** To be done **
Reproduce each of the lines below verbatim, omitting the picture.

** Supplied information **
- - -

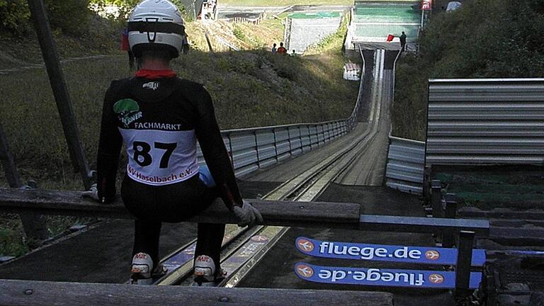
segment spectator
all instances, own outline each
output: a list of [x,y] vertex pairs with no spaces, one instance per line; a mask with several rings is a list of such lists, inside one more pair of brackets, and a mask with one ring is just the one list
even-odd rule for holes
[[402,32],[402,34],[400,35],[400,52],[404,52],[406,51],[406,34],[404,34],[404,32]]
[[280,47],[278,48],[277,52],[282,55],[287,55],[287,49],[283,47],[283,42],[280,42]]
[[183,35],[183,40],[181,41],[181,52],[183,54],[189,52],[189,40],[187,38],[187,33]]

- - -

** Output for this task **
segment spectator
all instances, own outline each
output: a list of [x,y] vertex pairs with no spaces, one instance per line; a mask with several rings is a list of such lists, inside one more pair of brackets, and a mask with one ring is just the one list
even-odd rule for holes
[[402,32],[402,34],[400,35],[400,52],[404,52],[406,51],[406,34],[404,34],[404,32]]
[[280,47],[278,48],[277,52],[282,55],[287,55],[287,49],[283,47],[283,42],[280,42]]
[[183,35],[183,40],[181,41],[181,52],[183,54],[189,52],[189,40],[187,38],[187,33]]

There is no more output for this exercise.